Source material:
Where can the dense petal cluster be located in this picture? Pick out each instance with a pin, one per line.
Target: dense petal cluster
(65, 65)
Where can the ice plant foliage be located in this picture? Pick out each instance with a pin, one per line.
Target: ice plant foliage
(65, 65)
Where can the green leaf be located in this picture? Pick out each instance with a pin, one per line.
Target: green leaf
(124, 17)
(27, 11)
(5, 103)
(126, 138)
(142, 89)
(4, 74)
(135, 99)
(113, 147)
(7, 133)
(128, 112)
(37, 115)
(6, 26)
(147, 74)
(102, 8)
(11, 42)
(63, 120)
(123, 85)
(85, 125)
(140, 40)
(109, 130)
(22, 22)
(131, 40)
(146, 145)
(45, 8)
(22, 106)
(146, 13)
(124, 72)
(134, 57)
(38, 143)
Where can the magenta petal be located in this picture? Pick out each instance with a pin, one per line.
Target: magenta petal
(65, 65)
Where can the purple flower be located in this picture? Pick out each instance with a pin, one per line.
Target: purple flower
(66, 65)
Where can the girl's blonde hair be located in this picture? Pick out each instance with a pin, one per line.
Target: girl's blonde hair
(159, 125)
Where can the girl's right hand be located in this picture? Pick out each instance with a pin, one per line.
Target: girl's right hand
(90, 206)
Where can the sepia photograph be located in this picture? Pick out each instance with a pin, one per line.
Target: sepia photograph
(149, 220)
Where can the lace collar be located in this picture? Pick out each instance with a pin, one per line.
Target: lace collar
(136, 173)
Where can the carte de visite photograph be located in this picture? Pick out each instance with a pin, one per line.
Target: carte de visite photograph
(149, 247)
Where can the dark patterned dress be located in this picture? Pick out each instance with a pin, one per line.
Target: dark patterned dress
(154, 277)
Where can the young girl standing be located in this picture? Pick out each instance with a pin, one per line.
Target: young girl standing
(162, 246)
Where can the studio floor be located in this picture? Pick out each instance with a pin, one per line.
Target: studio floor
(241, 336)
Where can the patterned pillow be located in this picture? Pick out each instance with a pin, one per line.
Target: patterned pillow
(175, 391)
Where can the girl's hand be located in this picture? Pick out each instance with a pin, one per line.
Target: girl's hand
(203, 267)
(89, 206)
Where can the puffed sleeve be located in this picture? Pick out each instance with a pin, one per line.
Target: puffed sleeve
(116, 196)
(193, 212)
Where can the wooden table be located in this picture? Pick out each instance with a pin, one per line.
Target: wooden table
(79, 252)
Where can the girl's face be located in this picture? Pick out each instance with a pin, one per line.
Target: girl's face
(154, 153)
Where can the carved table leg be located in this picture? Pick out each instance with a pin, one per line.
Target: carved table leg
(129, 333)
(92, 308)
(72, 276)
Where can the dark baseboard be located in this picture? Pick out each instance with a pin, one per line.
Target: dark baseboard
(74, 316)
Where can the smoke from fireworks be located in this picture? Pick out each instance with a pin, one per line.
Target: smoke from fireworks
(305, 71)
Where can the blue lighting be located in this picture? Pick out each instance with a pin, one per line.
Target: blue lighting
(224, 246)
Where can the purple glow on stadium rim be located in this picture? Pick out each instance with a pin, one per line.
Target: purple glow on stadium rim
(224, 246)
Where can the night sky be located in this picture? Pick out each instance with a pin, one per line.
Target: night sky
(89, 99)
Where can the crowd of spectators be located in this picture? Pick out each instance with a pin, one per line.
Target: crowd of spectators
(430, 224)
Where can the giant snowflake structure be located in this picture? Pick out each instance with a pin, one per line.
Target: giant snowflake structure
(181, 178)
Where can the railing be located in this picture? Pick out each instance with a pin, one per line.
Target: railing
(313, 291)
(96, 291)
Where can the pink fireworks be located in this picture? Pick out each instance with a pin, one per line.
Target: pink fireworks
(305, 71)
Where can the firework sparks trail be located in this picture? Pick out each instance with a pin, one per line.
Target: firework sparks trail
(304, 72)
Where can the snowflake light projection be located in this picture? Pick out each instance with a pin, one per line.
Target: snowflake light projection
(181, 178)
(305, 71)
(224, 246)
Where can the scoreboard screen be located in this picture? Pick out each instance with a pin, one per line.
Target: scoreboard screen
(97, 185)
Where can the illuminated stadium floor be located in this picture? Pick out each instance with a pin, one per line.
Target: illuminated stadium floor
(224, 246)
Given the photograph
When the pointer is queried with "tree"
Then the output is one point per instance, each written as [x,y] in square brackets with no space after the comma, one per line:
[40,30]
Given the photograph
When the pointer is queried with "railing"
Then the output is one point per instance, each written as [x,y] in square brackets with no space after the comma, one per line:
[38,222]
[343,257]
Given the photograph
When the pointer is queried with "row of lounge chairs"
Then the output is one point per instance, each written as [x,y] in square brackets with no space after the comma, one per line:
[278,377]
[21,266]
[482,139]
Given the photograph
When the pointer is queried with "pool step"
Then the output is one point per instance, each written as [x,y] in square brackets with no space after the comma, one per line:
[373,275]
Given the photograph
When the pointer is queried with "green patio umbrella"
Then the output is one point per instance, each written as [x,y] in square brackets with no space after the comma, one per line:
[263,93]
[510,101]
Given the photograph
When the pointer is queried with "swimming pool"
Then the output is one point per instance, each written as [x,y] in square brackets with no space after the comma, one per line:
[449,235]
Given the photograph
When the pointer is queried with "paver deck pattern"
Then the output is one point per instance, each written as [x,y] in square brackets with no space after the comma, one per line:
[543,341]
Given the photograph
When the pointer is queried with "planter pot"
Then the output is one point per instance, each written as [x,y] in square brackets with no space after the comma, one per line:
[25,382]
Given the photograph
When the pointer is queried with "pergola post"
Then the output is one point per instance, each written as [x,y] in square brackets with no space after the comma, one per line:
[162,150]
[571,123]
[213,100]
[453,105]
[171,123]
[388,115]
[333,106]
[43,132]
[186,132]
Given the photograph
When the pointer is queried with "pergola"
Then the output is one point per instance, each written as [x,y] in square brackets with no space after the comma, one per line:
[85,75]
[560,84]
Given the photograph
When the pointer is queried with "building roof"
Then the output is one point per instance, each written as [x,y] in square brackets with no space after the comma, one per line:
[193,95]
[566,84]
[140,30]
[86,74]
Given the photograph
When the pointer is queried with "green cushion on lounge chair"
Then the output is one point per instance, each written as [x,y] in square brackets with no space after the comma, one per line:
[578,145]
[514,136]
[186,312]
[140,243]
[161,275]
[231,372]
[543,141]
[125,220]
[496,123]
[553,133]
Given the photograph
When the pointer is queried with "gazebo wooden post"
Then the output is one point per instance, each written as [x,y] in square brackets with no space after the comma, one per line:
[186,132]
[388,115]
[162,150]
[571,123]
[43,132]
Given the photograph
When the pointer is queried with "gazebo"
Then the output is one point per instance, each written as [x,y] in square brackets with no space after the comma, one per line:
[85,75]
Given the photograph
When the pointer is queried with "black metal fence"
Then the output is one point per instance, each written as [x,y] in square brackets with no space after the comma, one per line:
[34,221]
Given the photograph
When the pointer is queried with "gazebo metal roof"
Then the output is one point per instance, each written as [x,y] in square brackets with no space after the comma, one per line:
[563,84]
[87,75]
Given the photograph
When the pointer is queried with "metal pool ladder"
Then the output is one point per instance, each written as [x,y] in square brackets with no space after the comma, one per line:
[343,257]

Written task:
Write the data from above out again, exactly.

Expected answer:
Where can the dense petal cluster be located in this picture? Pick out each instance with a pin, one per line.
Target: dense petal cluster
(65, 65)
Where can the ice plant foliage be located in this picture? Pick out each instance with a pin, one per line.
Target: ice plant foliage
(65, 65)
Where can the green leaf be located in this picture? Pick out each instance with a pin, one per line.
Target: green leaf
(124, 17)
(27, 11)
(5, 103)
(126, 138)
(142, 89)
(4, 74)
(135, 99)
(113, 147)
(7, 133)
(128, 112)
(37, 115)
(6, 26)
(147, 74)
(102, 8)
(11, 42)
(63, 120)
(123, 85)
(85, 125)
(140, 40)
(109, 130)
(22, 22)
(131, 40)
(146, 145)
(45, 8)
(22, 106)
(146, 13)
(124, 72)
(134, 57)
(38, 143)
Where can the magenta petal be located in this picture? Pick out each instance with a pin, one per line.
Target: magenta petal
(65, 65)
Where can the purple flower be located in this picture? Pick out each instance with a pin, one per line.
Target: purple flower
(66, 65)
Where can the girl's blonde hair be located in this picture? Pick out each instance with a pin, one per line.
Target: girl's blonde hair
(159, 125)
Where can the girl's right hand be located in this picture? Pick out each instance with a pin, one per line.
Target: girl's right hand
(90, 206)
Where can the sepia photograph be located in this picture? Pick out each instance with a pin, one per line.
Target: sepia photograph
(149, 220)
Where can the lace collar be located in this picture? Pick out each instance with a pin, one per line.
Target: lace collar
(136, 173)
Where can the carte de visite photograph be located in this picture? Pick out each instance with a pin, one per line.
Target: carte de visite photograph
(149, 247)
Where can the dark patterned dress be located in this picture? Pick out each instance with a pin, one per line.
Target: dark patterned dress
(154, 277)
Where can the young girl standing be located in this picture? Pick out each instance with a pin, one per line.
Target: young girl standing
(162, 246)
Where can the studio floor be located in this picture? Pick out each instance with a pin, one per line.
Target: studio floor
(241, 336)
Where can the patterned pillow be located in this picture? Pick out each instance with a pin, one per line.
Target: patterned pillow
(175, 391)
Where can the girl's hand be located in this picture? Pick out each instance with a pin, one per line.
Target: girl's hand
(203, 267)
(89, 206)
Where can the puffed sleeve be located in this picture? Pick out each instance with a pin, one per line.
Target: puffed sleeve
(116, 196)
(193, 212)
Where can the wooden table be located in this picture? Pick out each instance with a pin, one per line.
Target: wooden table
(79, 252)
Where can the girl's face be located in this picture? Pick out each instance with a pin, one per line.
Target: girl's face
(154, 153)
Where can the carved table leg be located in this picture? Pick out each instance with a pin, one per line.
Target: carved table leg
(129, 333)
(92, 308)
(72, 276)
Where can the dark baseboard be located in this picture? Pick out each instance with a pin, one per line.
Target: dark baseboard
(74, 316)
Where can the smoke from fireworks be located in this picture? Pick out each instance with a pin, one per line.
Target: smoke from fireworks
(305, 71)
Where can the blue lighting be located in this picture? Pick out each instance with a pin, one per line.
Target: blue lighting
(224, 246)
Where can the purple glow on stadium rim be located in this picture? Pick out each instance with a pin, one per line.
Target: purple glow on stadium rim
(224, 246)
Where can the night sky be located in this picture? Pick out each instance with a pin, one per line.
Target: night sky
(89, 99)
Where can the crowd of spectators be located in this picture? Pick out each instance with a pin, one per line.
Target: crowd of spectators
(430, 224)
Where can the giant snowflake structure be located in this picture? Pick out each instance with a pin, one per line.
Target: giant snowflake structure
(181, 178)
Where can the railing be located in this picture? Pick out each instance with a pin, one per line.
Target: railing
(313, 291)
(96, 291)
Where can the pink fireworks be located in this picture? Pick out each instance with a pin, one per line.
Target: pink fireworks
(305, 71)
Where can the firework sparks trail be located in this picture? Pick out each instance with a pin, one per line.
Target: firework sparks trail
(304, 72)
Where can the snowflake light projection be located in this picture? Pick out each instance with a pin, one per line.
Target: snowflake light projection
(181, 178)
(305, 71)
(224, 246)
Where can the scoreboard screen be located in this picture? Pick out each instance with a pin, one per line.
Target: scoreboard screen
(97, 185)
Where can the illuminated stadium floor be located in this picture? Pick out each instance with a pin, one per line.
Target: illuminated stadium floor
(224, 246)
Given the photograph
When the pointer is queried with "tree"
Then the output is one point per instance, each written as [x,y] in square brackets with no space after the comma, one per line:
[40,30]
Given the photograph
When the pointer is queried with "railing"
Then the output is one point per instance, each written as [x,y] in square brackets with no space after the comma, one per line:
[38,222]
[343,257]
Given the photograph
When the pointer is queried with "row of lounge chairs"
Then the output is one point per instance, each written as [x,y] in square brackets with no space after the comma, one per line:
[278,377]
[21,266]
[482,139]
Given the photograph
When the pointer is queried with "pool step"
Then the output is one point per instance, each written as [x,y] in square brackets with no space after the comma, one per line:
[373,275]
Given the photograph
When the pointer is queried with "green patio umbrella"
Then the output is one point per instance, each written as [x,y] in square brackets with no space after the comma, one per line:
[263,93]
[510,101]
Given the photograph
When the pointer is queried with "swimming pool"
Then the output is one point per instance, each written as [x,y] in square brackets with no space after the comma, one per line:
[449,235]
Given the photograph
When the pointer is queried with "paver deck pattern"
Then the output is one point per instance, each written as [x,y] in square brackets with no space after the comma, one per line:
[543,341]
Given the photograph
When the pointer is queried with "planter pot"
Then the output is one point per instance, each written as [x,y] in square brackets with no space after the comma, one per line:
[25,382]
Given the photograph
When the pointer is queried with "pergola post"
Then the output is one point per instance, each written as [x,y] in square brackets with no space after the comma, one per line:
[162,150]
[571,123]
[213,100]
[453,105]
[171,123]
[388,115]
[333,106]
[43,132]
[186,132]
Given the photograph
When the pointer is queried with "pergola"
Then the output is one point per instance, each written as [x,y] in square brackets with no space after the comma, one per line:
[85,75]
[560,84]
Given the photograph
When the pointer is queried with "building roof"
Then the output is one point per instance, each written as [x,y] in square brackets with no space after the comma, one per line:
[193,95]
[566,84]
[140,30]
[86,74]
Given the photograph
When the pointer is queried with "green cushion on lounge chair"
Then the output is one point per instance, each written as [x,y] in square brackets with no space after the comma, one per line:
[578,145]
[514,136]
[186,312]
[140,243]
[161,275]
[231,372]
[543,141]
[125,220]
[496,123]
[553,133]
Given the photograph
When the pointer is queried with "gazebo wooden post"
Then the output is one point per instance, each written as [x,y] in square brackets with no space after the comma, one per line:
[186,132]
[388,115]
[162,150]
[571,123]
[43,132]
Given the photograph
When the pointer is queried with "gazebo"
Then the output is one point per instance, each written as [x,y] in square brackets with no space after the comma, one per line:
[85,75]
Given the photograph
When the pointer is queried with "black metal fence"
Then the output is one point per instance, each written as [x,y] in square brackets with no space after the comma, one per line:
[34,221]
Given the photograph
When the pointer is queried with "gazebo metal roof"
Then the output is one point per instance, each written as [x,y] in square brackets with no space after the comma, one per line:
[563,84]
[87,75]
Given the photograph
When the pointer is queried with "metal pool ladder"
Then the output is one point per instance, each written as [x,y] in square brackets with no space after the comma, one per line:
[343,257]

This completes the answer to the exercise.